** Görev Listesi **
[1] Kaynak metne göre Kasım Engin hangi örgütte hangi görevi üstlenmektedir?
[2] Kaynak metinde "PKK Merkez Komite Üyesi Kasım Engin, Türk devletinin Başûrê" ifadesinden "direnişini ANF'ye değerlendirdi..." ifadesine kadar uzanan bölümü olduğu gibi yazıya geçiriniz.

** Kaynak Metin **
☆ ☆ ☆ ☆ ☆

PKK'li Engin: Başur'ın tüm kazanımları hedefleniyor

PKK Merkez Komite Üyesi Kasım Engin, Türk devletinin işgalci saldırılarına dikkat çekerek, "Saldırılar sadece gerillaya dönük değil, tüm Başur Kürdistan işgal tehdidi ve saldırı altındadır" diyerek, ulusal birlik ve topyekûn direniş mesajları verdi.

PKK Merkez Komite Üyesi Kasım Engin, Türk devletinin Başûrê Kurdistan’a yönelik işgalini, gerillanın faşist Türk askerine karşı direnişini ANF'ye değerlendirdi...

Engin, yüz yıl önce bu topraklarda Osmanlılar'ın bir devamı olan İttihat Terakkicilerin, kendi varlıklarını esasta bu topraklarda yaşayan halkların imhası üzerine kurulduklarını söyledi. Engin, 1915’te 1 buçuk milyon Ermeninin katledilmesine dikkat çekerek, Süryani halkının da katledildiğini söyledi. Engin, konuşmasına şöyle devam etti: “Esasında faşizm ve soykırım İttihat ve Terakkicilerin bir kültürüdür. Belki de dünyaya devrettikleri kültürdür. Alman faşizmini Hitler geliştirdi, 6 milyon Yahudiyi soykırımdan geçirdi. Hitler, Yahudilere karşı geliştirdikleri soykırımı İttihat ve Terakki'ye dayandırmıştır. Hitler boşuna İttihat ve Terakki'yi kendisine örnek almamış ve Atatürk'e 'öğretmenim' dememiştir. Bu topraklarda geliştiren faşizm belirtildiği gibi esasında dünyaya örnek olmuş bir modeldir."

☆ ☆ ☆ ☆ ☆

** Veri Satırları **

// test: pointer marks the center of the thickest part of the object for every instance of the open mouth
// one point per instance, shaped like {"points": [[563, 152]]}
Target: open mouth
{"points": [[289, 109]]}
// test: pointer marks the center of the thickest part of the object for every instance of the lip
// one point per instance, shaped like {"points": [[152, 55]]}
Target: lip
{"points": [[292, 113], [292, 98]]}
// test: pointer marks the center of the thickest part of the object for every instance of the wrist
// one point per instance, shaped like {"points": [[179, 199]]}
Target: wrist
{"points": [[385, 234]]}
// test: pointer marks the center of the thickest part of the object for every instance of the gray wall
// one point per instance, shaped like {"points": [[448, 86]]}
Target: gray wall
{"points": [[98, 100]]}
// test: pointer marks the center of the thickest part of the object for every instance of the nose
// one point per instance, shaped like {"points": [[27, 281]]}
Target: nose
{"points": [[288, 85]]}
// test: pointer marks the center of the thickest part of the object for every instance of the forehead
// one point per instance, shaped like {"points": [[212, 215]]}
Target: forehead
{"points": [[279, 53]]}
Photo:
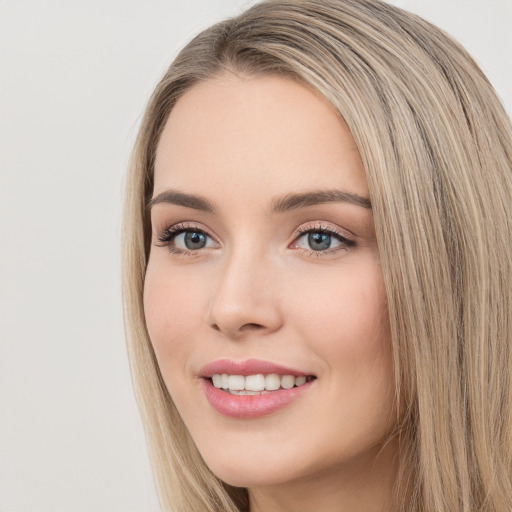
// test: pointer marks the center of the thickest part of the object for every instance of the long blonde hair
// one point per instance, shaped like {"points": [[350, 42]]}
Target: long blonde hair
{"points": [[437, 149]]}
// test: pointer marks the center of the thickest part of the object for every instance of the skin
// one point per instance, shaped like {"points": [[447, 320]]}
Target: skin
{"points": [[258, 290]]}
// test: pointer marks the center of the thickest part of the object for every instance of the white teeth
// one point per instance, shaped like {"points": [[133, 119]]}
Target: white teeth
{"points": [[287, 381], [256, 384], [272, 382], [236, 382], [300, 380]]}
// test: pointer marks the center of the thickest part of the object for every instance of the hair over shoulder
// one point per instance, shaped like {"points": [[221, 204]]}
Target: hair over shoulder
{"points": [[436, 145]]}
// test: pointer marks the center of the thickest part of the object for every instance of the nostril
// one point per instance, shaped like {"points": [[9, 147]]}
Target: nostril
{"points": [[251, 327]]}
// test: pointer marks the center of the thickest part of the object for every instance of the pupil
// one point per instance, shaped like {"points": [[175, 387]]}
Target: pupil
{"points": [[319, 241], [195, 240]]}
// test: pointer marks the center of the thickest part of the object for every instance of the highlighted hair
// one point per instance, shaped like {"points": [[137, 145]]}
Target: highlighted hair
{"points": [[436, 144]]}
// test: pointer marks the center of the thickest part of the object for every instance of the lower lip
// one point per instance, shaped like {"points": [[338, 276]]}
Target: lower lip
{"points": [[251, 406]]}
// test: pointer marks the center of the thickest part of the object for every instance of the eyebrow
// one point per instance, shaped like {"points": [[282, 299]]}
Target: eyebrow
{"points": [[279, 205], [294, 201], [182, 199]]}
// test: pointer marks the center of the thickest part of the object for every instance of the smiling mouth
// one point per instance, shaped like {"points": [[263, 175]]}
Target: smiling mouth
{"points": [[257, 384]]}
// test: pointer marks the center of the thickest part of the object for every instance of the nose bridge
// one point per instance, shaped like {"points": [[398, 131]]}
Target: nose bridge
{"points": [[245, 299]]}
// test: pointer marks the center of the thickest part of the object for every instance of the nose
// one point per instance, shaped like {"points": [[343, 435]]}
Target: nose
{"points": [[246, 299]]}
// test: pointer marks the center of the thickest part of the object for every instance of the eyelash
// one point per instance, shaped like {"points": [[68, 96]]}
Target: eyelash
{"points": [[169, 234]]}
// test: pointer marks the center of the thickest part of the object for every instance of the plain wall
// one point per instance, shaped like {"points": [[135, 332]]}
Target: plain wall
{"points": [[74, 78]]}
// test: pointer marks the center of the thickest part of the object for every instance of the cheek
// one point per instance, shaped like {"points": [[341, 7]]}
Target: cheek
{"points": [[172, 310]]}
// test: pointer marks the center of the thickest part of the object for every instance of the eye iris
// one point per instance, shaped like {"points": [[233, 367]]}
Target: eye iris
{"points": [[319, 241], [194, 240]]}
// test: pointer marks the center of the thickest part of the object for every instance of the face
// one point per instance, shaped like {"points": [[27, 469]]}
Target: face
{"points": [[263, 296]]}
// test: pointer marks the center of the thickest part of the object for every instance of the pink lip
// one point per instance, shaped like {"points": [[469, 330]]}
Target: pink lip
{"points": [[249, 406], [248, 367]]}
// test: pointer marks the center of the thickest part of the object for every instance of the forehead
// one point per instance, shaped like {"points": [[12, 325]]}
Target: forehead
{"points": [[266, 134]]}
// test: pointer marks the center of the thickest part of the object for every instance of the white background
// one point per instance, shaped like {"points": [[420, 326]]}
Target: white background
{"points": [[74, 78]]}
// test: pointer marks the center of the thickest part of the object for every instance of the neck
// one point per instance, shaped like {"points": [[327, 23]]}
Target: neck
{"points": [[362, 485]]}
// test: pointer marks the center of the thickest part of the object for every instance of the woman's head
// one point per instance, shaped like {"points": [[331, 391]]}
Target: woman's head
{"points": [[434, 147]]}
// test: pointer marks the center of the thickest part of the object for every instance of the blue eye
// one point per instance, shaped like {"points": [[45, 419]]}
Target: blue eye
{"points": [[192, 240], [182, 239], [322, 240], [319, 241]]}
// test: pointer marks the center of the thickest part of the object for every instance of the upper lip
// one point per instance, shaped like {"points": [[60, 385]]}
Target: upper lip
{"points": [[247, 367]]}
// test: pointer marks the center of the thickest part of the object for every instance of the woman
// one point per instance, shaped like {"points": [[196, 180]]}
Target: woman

☆ ☆ ☆ ☆ ☆

** Beklenen Çıktılar **
[1] Kasım Engin, PKK Merkez Komite Üyesidir.

[2]
PKK Merkez Komite Üyesi Kasım Engin, Türk devletinin Başûrê Kurdistan’a yönelik işgalini, gerillanın faşist Türk askerine karşı direnişini ANF'ye değerlendirdi...